▶ [MATERIAL FOR THIS EXERCISE]:
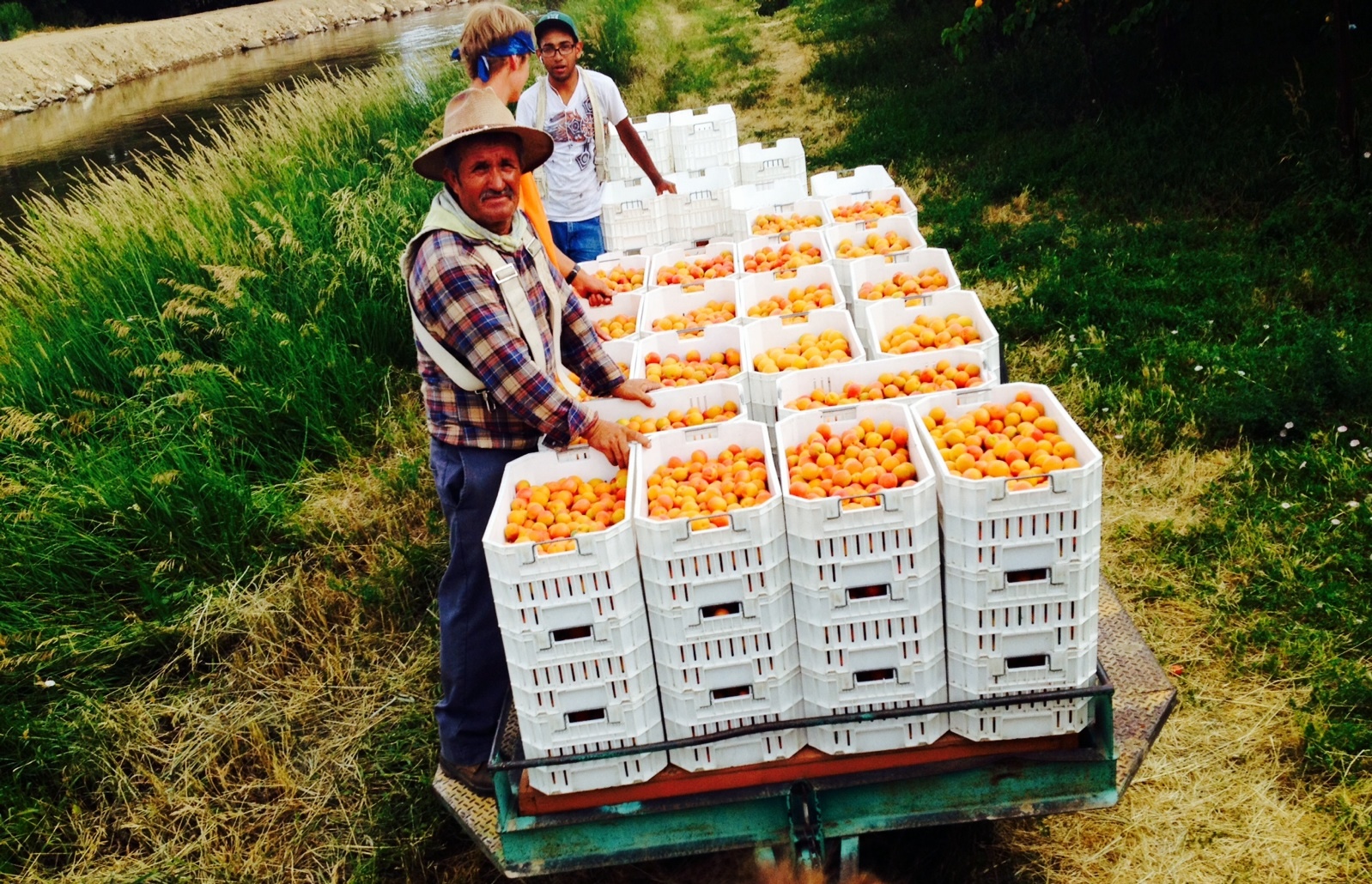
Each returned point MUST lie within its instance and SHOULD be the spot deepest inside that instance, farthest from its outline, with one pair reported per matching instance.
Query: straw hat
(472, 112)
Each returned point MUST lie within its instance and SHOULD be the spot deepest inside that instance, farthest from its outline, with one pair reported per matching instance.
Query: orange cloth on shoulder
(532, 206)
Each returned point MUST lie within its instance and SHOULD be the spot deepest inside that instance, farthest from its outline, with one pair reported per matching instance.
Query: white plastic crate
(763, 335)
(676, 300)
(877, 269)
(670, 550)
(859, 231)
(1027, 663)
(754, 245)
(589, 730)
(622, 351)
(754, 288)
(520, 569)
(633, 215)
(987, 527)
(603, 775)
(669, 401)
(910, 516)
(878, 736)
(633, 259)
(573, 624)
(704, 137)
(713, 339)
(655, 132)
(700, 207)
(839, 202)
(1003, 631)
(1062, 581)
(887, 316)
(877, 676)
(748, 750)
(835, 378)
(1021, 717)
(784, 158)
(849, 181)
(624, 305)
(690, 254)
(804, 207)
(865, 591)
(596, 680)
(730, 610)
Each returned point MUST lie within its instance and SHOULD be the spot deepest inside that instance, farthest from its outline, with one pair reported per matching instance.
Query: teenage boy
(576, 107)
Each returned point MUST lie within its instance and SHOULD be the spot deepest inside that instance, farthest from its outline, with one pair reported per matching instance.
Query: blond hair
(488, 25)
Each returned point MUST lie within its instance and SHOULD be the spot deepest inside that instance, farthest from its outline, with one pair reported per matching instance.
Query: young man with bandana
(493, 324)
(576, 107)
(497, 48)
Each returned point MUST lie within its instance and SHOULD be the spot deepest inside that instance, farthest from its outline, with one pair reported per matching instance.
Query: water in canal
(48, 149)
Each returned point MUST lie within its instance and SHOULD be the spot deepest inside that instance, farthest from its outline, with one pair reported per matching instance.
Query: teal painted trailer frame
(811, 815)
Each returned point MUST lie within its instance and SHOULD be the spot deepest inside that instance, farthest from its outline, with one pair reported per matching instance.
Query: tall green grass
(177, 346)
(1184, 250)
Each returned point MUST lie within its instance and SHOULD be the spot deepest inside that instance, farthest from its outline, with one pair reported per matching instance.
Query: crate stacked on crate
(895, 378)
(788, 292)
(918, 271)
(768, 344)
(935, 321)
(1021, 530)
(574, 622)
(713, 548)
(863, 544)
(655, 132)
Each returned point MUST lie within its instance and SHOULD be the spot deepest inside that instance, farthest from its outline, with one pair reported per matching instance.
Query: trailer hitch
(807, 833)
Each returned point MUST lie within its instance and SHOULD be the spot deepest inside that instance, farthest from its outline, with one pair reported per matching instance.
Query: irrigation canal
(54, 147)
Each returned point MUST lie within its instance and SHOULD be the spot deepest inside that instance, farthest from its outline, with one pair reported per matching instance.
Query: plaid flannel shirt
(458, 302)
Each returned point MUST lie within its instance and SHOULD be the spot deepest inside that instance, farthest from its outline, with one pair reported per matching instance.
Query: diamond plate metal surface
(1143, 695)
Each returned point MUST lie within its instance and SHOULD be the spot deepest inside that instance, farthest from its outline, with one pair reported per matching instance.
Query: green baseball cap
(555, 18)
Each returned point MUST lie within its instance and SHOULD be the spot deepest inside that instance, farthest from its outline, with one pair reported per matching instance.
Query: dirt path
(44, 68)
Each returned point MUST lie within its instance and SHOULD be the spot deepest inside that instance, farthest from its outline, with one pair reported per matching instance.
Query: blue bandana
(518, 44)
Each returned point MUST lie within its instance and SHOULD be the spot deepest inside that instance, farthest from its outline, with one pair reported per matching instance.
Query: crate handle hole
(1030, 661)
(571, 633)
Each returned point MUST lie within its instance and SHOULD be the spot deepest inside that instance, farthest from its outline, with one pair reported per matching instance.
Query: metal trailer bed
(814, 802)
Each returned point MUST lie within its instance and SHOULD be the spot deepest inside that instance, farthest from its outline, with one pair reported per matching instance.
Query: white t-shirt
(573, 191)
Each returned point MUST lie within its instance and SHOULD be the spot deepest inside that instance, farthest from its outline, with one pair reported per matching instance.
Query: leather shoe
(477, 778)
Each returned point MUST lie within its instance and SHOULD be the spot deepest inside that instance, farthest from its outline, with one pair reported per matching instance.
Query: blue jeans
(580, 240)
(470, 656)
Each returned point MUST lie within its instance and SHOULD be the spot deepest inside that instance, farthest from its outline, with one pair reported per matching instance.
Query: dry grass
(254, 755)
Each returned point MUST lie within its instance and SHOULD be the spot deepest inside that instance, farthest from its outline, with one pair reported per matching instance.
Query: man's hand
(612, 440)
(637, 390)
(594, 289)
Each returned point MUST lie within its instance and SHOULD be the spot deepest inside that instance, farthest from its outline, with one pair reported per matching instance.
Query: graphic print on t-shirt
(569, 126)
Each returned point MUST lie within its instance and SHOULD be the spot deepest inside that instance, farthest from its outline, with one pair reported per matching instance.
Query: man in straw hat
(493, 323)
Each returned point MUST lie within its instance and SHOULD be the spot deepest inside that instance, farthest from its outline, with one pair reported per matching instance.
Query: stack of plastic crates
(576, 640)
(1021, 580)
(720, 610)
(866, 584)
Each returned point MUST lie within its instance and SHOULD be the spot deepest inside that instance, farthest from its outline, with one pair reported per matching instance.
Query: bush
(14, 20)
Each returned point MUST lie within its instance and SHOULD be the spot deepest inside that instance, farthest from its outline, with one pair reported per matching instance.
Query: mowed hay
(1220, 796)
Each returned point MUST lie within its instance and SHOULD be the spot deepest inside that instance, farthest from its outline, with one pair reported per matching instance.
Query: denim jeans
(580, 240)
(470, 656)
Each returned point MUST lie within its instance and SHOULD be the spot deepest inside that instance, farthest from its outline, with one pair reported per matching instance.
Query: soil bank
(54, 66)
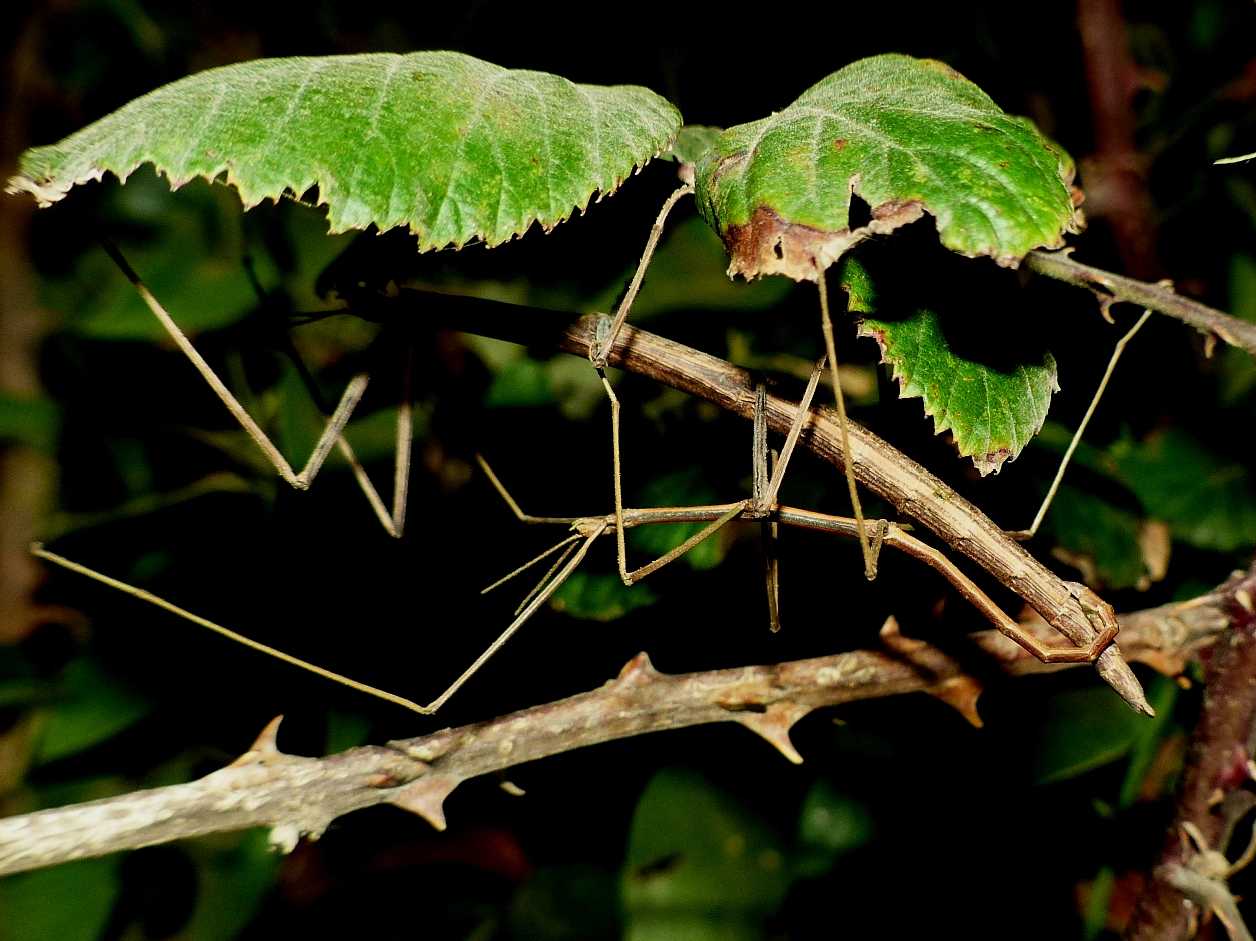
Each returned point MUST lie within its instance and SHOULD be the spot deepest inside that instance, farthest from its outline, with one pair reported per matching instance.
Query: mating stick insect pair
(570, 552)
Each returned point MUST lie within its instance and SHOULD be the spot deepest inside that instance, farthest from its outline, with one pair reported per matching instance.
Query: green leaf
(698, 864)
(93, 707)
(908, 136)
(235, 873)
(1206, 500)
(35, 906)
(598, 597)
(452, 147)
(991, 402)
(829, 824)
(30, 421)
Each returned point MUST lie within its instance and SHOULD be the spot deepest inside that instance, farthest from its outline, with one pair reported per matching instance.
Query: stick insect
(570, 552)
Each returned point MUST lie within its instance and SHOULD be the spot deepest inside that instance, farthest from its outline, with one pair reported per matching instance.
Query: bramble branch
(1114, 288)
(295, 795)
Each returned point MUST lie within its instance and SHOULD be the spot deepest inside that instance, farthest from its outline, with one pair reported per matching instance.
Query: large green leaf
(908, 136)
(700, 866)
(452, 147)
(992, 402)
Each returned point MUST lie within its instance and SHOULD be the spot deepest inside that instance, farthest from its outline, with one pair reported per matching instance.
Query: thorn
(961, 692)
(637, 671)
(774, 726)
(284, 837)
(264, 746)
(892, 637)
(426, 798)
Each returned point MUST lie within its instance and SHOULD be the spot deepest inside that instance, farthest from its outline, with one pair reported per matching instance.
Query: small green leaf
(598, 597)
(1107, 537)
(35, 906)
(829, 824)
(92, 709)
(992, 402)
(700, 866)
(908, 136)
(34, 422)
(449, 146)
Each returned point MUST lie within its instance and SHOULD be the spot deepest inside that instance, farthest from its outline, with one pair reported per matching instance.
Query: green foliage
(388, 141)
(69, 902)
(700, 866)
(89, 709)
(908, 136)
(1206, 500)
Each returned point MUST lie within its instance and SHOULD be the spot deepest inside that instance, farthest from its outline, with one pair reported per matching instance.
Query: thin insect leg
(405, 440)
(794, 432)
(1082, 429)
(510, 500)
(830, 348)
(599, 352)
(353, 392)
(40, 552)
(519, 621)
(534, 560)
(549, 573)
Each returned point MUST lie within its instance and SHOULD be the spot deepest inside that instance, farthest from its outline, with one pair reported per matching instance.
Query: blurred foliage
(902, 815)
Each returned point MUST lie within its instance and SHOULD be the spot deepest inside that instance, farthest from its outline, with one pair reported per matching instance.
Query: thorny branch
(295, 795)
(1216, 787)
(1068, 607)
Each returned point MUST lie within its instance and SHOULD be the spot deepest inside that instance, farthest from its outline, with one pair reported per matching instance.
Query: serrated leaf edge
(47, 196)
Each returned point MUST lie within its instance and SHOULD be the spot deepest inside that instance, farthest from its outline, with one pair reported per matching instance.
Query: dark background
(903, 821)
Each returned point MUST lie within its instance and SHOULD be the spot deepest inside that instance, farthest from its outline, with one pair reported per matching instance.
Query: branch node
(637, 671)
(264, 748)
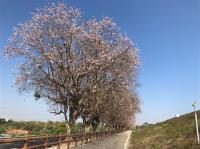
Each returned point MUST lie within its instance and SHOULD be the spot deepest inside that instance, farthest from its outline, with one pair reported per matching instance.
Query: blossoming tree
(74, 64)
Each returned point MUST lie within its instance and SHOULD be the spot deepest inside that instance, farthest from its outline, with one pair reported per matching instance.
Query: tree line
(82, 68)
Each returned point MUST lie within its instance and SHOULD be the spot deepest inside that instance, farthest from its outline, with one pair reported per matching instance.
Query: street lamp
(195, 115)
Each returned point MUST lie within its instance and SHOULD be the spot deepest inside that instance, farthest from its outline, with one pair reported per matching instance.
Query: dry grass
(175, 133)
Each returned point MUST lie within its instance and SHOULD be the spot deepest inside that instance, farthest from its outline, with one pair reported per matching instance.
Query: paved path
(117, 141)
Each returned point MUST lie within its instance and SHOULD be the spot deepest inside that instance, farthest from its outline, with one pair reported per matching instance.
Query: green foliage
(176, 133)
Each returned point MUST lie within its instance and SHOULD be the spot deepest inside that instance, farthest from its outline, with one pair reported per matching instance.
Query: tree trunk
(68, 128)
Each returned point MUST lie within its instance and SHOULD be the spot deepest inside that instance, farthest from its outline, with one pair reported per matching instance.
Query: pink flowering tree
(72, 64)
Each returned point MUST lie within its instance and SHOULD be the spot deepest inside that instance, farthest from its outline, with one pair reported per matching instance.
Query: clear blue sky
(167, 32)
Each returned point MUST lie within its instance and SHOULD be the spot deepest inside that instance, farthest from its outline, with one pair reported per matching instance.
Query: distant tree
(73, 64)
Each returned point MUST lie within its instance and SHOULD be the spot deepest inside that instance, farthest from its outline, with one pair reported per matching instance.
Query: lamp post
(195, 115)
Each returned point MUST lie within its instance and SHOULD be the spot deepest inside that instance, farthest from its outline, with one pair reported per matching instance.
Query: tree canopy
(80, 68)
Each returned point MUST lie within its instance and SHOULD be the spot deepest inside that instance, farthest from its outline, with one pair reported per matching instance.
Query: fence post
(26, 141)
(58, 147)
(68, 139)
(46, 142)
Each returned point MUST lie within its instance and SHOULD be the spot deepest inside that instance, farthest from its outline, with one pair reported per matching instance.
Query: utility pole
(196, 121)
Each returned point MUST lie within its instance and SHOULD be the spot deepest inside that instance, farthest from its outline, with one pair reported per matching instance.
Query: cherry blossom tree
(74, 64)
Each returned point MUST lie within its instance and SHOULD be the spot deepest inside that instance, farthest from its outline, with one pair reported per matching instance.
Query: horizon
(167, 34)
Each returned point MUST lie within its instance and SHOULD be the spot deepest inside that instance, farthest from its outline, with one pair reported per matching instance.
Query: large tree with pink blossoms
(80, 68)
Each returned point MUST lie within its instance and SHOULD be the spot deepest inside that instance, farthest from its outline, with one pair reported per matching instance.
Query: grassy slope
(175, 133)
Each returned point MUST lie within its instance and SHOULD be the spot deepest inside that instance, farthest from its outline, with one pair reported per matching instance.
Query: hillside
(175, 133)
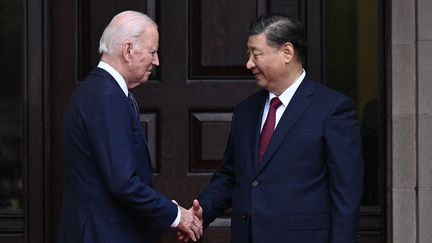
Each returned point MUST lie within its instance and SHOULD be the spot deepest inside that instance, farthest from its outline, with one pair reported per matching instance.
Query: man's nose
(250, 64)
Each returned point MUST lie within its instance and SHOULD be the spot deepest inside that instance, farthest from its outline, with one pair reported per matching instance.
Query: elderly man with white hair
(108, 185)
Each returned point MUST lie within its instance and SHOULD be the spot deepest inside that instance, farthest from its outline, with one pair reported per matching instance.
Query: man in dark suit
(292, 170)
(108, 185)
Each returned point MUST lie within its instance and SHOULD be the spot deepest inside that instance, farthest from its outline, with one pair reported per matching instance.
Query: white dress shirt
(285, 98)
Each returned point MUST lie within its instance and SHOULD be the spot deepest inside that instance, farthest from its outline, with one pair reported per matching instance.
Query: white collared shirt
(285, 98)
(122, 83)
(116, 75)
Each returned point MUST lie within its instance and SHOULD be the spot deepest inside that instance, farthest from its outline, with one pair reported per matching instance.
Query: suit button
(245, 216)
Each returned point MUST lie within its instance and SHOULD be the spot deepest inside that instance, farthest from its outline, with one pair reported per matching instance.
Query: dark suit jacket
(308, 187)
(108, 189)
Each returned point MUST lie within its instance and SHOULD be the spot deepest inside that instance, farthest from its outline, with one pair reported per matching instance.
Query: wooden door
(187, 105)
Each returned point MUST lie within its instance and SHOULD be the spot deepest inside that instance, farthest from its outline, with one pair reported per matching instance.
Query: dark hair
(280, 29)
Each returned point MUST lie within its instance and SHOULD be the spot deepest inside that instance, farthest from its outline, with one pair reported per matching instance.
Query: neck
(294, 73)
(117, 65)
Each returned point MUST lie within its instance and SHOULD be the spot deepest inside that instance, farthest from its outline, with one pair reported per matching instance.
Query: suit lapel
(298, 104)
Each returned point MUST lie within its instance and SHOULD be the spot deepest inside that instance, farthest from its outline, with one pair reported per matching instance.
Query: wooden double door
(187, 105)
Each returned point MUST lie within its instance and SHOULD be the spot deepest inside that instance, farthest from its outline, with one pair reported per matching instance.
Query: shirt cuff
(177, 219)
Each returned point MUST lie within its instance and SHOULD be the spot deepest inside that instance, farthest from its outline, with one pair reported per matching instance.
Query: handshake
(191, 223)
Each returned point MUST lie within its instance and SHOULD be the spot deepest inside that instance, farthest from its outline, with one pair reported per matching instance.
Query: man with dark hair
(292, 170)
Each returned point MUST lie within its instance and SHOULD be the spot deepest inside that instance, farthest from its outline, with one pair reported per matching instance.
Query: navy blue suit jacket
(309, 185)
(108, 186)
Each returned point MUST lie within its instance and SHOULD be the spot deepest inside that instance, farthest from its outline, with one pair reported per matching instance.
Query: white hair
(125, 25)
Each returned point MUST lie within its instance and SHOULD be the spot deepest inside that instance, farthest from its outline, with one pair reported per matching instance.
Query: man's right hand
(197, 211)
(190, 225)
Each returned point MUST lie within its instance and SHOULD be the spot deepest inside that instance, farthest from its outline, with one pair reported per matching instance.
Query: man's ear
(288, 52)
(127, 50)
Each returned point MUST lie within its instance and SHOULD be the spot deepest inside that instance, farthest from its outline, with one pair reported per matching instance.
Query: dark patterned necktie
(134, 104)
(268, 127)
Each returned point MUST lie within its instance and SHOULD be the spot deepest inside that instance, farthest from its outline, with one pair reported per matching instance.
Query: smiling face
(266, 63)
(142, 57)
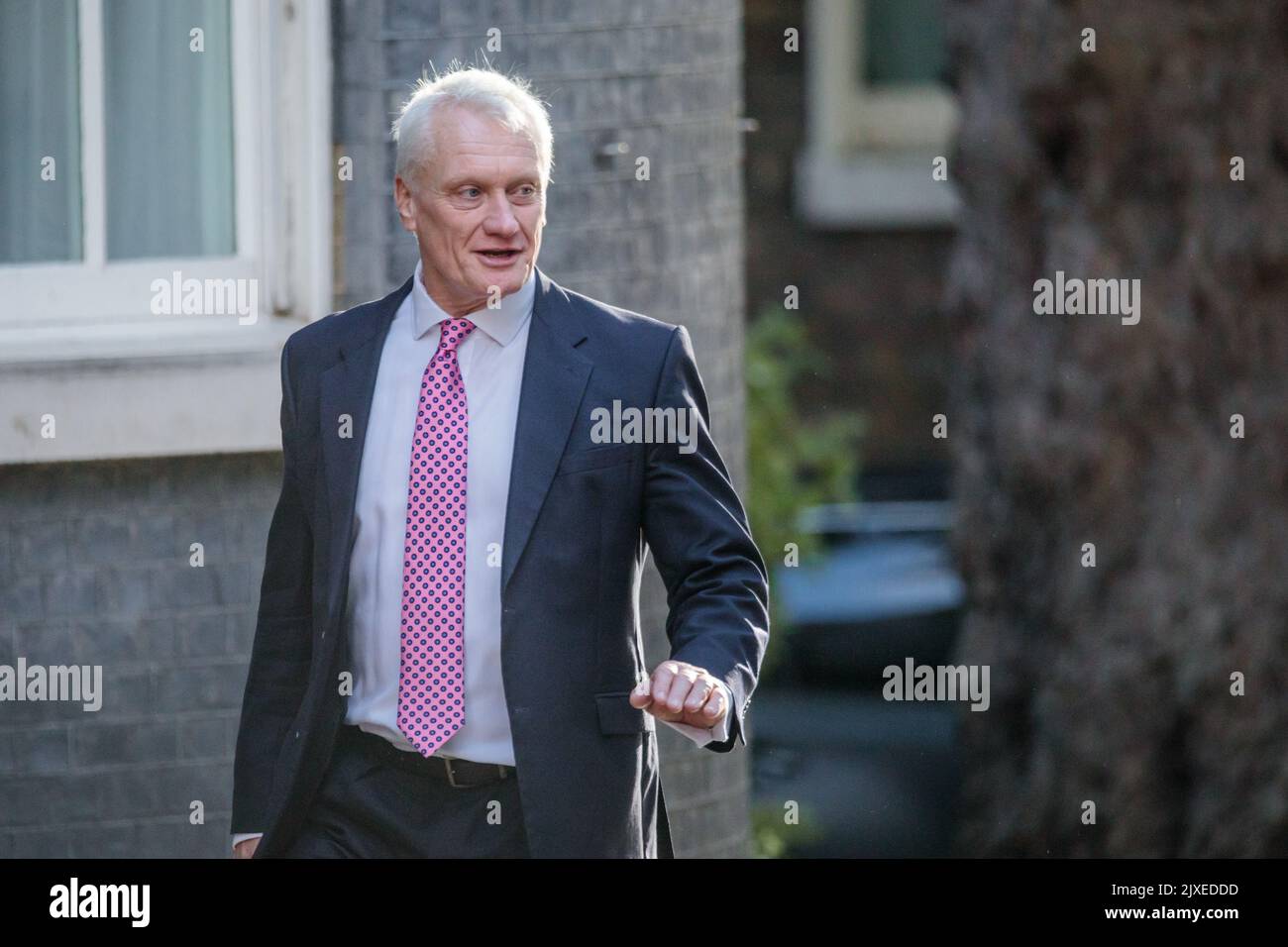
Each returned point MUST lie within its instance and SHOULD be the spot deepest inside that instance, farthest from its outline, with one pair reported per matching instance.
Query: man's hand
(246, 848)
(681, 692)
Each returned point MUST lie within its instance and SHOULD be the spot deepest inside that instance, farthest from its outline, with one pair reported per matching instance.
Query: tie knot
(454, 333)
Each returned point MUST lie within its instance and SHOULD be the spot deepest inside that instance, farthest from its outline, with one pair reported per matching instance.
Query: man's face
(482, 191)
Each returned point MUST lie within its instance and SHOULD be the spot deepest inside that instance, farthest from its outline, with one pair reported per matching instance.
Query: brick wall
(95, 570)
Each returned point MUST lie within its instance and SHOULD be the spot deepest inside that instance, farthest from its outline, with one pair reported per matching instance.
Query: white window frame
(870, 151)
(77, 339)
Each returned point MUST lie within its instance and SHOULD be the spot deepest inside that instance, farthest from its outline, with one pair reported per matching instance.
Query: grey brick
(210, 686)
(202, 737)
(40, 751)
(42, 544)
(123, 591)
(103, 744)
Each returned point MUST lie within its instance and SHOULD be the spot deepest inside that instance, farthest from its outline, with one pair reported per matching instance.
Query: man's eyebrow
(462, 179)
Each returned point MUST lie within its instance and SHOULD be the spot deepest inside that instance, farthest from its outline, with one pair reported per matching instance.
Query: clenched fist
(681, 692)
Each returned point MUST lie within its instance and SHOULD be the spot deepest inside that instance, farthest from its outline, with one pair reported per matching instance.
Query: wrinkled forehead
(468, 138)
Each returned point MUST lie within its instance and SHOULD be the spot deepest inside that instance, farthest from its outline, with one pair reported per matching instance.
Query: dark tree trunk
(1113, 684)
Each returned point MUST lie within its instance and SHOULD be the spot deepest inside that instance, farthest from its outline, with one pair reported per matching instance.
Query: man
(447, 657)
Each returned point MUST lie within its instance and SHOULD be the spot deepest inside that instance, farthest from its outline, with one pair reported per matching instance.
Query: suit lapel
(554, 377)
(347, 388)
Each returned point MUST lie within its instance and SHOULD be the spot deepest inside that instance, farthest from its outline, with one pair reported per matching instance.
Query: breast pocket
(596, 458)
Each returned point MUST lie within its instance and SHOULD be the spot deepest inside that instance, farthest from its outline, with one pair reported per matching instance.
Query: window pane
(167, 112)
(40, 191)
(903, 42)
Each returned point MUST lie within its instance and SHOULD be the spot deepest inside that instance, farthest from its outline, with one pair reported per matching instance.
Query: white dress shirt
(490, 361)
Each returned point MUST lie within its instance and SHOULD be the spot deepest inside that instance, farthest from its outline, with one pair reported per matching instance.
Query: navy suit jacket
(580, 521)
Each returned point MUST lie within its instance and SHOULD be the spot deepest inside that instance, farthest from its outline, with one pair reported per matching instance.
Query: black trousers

▶ [WRITTEN REQUEST]: Identify every line in the entries above that contains the string "branch" and copy each one.

▶ [ANSWER]:
Query: bramble branch
Query: thorny branch
Query: branch node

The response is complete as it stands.